**Data extract:**
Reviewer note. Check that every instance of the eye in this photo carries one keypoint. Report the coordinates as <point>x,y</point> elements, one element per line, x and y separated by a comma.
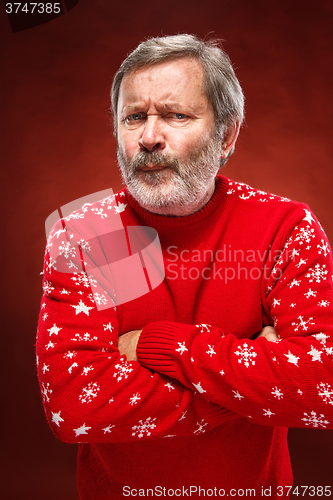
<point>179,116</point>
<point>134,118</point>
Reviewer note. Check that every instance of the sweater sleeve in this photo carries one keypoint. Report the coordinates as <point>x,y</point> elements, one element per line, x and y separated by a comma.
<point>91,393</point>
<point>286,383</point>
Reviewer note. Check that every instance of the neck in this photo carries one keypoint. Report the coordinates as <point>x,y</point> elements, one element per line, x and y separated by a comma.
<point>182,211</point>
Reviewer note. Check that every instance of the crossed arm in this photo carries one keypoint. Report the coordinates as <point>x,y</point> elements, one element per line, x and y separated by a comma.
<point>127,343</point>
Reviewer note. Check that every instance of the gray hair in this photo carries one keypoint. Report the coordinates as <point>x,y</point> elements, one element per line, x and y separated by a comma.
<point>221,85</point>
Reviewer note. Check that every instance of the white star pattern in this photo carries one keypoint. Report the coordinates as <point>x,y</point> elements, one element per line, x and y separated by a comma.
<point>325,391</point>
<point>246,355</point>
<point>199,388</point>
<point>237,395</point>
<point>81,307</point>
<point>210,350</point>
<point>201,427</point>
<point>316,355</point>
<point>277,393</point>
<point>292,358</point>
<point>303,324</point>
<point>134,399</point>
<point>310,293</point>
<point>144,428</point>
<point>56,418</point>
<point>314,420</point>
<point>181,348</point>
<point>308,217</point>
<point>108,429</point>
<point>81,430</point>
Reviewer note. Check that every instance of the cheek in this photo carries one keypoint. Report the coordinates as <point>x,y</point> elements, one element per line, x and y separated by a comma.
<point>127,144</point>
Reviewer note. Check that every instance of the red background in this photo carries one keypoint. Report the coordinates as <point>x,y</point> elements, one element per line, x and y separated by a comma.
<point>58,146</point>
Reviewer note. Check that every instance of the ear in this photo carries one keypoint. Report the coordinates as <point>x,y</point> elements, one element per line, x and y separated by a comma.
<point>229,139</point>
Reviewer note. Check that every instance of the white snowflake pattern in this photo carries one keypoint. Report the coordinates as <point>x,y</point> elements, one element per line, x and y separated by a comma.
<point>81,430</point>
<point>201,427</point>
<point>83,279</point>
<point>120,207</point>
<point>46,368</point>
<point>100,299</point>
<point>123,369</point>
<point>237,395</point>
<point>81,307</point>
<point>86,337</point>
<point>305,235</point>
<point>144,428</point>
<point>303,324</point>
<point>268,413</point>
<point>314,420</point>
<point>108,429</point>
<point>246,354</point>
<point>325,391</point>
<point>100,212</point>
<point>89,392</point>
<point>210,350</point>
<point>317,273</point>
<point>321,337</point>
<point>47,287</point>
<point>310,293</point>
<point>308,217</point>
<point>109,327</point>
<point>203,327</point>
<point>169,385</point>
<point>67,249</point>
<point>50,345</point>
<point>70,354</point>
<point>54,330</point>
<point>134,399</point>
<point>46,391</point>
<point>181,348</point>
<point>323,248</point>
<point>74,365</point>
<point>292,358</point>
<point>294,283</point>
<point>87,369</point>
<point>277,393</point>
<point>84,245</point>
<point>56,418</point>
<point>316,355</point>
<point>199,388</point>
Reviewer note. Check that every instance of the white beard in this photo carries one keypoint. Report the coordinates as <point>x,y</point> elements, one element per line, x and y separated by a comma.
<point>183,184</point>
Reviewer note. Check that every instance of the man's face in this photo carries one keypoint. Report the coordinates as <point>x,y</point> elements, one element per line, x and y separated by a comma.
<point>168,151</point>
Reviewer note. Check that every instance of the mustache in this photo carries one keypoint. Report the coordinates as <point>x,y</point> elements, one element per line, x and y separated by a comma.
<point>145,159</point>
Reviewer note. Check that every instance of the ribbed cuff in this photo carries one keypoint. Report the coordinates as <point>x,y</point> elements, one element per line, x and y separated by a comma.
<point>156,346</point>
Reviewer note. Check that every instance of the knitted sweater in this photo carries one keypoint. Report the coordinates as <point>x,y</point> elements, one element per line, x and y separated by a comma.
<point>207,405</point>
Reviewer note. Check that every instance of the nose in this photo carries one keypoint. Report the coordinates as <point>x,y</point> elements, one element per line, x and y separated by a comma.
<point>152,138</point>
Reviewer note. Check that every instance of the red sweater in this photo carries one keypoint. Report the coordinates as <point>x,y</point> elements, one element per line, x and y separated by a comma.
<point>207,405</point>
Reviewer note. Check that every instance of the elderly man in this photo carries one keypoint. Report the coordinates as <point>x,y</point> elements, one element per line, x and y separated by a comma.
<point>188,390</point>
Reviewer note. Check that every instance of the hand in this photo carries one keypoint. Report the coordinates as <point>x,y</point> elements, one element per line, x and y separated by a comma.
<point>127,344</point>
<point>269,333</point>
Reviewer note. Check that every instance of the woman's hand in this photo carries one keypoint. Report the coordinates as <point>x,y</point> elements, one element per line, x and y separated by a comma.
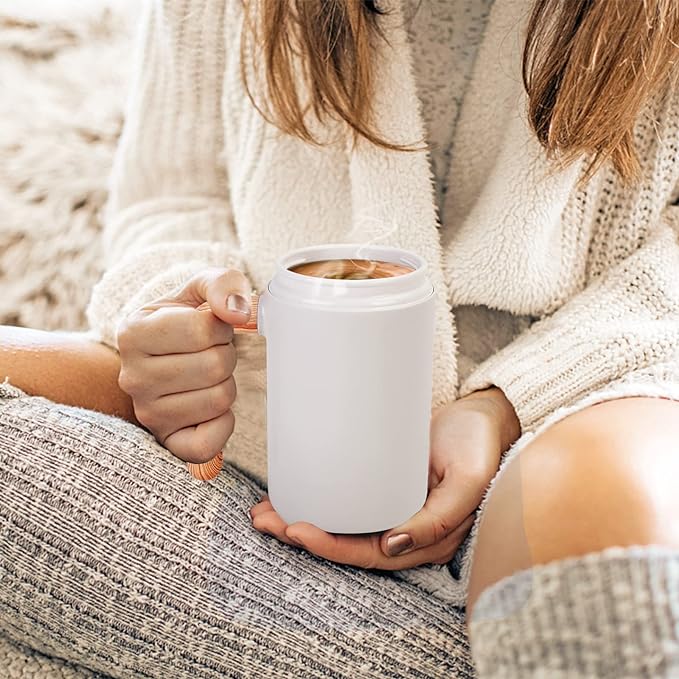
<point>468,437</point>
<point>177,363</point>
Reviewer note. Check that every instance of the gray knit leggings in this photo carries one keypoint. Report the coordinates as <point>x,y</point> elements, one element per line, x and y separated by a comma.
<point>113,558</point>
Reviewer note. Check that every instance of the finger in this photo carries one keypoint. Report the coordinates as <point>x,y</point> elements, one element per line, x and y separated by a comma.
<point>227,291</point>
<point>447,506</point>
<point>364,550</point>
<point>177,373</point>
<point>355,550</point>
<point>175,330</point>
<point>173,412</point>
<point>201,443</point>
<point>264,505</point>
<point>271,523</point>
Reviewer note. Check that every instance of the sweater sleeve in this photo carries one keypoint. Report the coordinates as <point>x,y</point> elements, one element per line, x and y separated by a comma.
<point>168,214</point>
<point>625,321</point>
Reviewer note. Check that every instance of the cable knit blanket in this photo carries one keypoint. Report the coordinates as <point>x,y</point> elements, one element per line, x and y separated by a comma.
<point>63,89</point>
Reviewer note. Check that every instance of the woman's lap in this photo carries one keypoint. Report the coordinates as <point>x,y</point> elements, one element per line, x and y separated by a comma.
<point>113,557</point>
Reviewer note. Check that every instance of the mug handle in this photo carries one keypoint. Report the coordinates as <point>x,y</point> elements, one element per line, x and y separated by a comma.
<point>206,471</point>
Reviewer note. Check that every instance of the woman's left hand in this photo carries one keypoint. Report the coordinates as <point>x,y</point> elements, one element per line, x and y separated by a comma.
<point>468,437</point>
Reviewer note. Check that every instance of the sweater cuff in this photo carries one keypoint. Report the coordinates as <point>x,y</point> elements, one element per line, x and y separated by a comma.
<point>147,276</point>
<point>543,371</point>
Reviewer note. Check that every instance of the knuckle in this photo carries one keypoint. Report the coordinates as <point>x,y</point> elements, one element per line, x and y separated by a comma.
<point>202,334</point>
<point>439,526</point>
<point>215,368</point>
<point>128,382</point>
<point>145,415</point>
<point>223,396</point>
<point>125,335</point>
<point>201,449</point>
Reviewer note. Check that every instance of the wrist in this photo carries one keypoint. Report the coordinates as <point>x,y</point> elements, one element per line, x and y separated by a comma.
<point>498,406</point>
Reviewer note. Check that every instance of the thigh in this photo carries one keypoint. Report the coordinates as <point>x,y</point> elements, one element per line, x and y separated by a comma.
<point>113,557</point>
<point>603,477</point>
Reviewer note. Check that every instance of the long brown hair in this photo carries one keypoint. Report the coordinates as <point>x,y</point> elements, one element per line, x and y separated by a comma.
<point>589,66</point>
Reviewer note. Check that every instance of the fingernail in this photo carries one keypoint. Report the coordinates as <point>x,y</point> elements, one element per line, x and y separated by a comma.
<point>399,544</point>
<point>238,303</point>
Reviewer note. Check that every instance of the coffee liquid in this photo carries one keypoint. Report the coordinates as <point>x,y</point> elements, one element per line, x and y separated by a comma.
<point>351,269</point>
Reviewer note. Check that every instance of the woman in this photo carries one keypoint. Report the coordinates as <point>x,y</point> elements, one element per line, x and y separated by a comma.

**Task directions:** Give back everything from "Reviewer note. Check that every instance of the gray hair" down to "<point>229,139</point>" with each "keypoint" changed to "marker" and nothing else altered.

**Completed task:**
Reviewer note. Check that every instance of the gray hair in this photo carries one marker. Report the coordinates as <point>x,y</point> elements, one element per line, x and y separated by a comma.
<point>221,85</point>
Reviewer note. Check that every instance of the white star pattern in this photo carries one marker. Report the coordinates as <point>x,y</point> elements, one element per line, x and y separated by a comma.
<point>325,391</point>
<point>246,355</point>
<point>199,388</point>
<point>237,395</point>
<point>81,307</point>
<point>210,350</point>
<point>201,427</point>
<point>316,355</point>
<point>277,393</point>
<point>292,358</point>
<point>303,324</point>
<point>134,399</point>
<point>310,293</point>
<point>144,428</point>
<point>56,418</point>
<point>314,420</point>
<point>181,348</point>
<point>308,217</point>
<point>108,429</point>
<point>81,430</point>
Reviewer note. Check that every instance of the cheek in this photo carries one marker. Report the coordinates as <point>x,y</point> elements, one element per line, x and y separated by a comma.
<point>127,144</point>
Reviewer note. Check that every instance of the red background in this photo carries one marker. Report the coordinates as <point>x,y</point> elements, one element per line, x and y separated by a comma.
<point>58,146</point>
Reviewer note. Check that every instance of the ear in this photo carries one marker. Report the coordinates as <point>x,y</point> elements, one element per line, x and y separated by a comma.
<point>229,139</point>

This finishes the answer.